- Born: 12 June 1938 Leeds, England, United Kingdom
- Died: November 5, 2009 (aged 71) Cambridge, England, United Kingdom
- Education: University of Hull (B.Sc., 1960; PhD, 1963)
- Known for: Graptolites and pike fishing
- Awards: Lyell Medal, 1997
- Scientific career
- Fields: Palaeontology, Stratigraphy & Angling
- Workplaces: University College, London Trinity College, Dublin University of Cambridge
- Doctoral students: Sue Rigby

= Barrie Rickards =

British palaeontologist and famous angler

Richard Barrie Rickards (12 June 1938 – 5 November 2009), was Professor of Palaeontology and Biostratigraphy at the Department of Earth Sciences, Cambridge University and Life Fellow of Emmanuel College. He was best known for his work on graptolites. He was also a well-respected angler, the author or co-author of 31 books on fishing, fish and their habitats and the role of angling in society, and was President of the National Association of Specialist Anglers and the Lure Anglers' Society.

He died from cancer on 5 November 2009, but was active to the end, writing books on fishing and papers on graptolites from his hospital bed and pursuing research when at home in remission.

DATA EXTRACT ::
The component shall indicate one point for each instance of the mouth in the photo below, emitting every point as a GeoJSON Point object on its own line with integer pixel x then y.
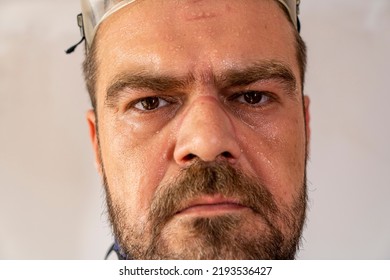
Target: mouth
{"type": "Point", "coordinates": [211, 205]}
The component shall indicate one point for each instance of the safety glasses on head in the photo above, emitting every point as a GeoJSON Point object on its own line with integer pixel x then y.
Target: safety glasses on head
{"type": "Point", "coordinates": [94, 12]}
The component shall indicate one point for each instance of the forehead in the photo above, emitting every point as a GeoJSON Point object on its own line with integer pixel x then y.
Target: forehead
{"type": "Point", "coordinates": [188, 35]}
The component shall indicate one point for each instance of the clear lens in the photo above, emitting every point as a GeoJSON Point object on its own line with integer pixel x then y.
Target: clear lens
{"type": "Point", "coordinates": [95, 11]}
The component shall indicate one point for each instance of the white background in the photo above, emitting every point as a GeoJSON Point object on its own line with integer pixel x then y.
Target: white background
{"type": "Point", "coordinates": [51, 199]}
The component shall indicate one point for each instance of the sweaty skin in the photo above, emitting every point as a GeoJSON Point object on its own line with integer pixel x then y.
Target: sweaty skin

LIST OF TASKS ::
1. In the Barrie Rickards text, which award did he receive in 1997?
2. Reproduce everything in the Barrie Rickards text from "- Born: 12 June" down to "1960; PhD, 1963)".

OUTPUTS FOR THE TASKS ::
1. The Lyell Medal.

2.
- Born: 12 June 1938 Leeds, England, United Kingdom
- Died: November 5, 2009 (aged 71) Cambridge, England, United Kingdom
- Education: University of Hull (B.Sc., 1960; PhD, 1963)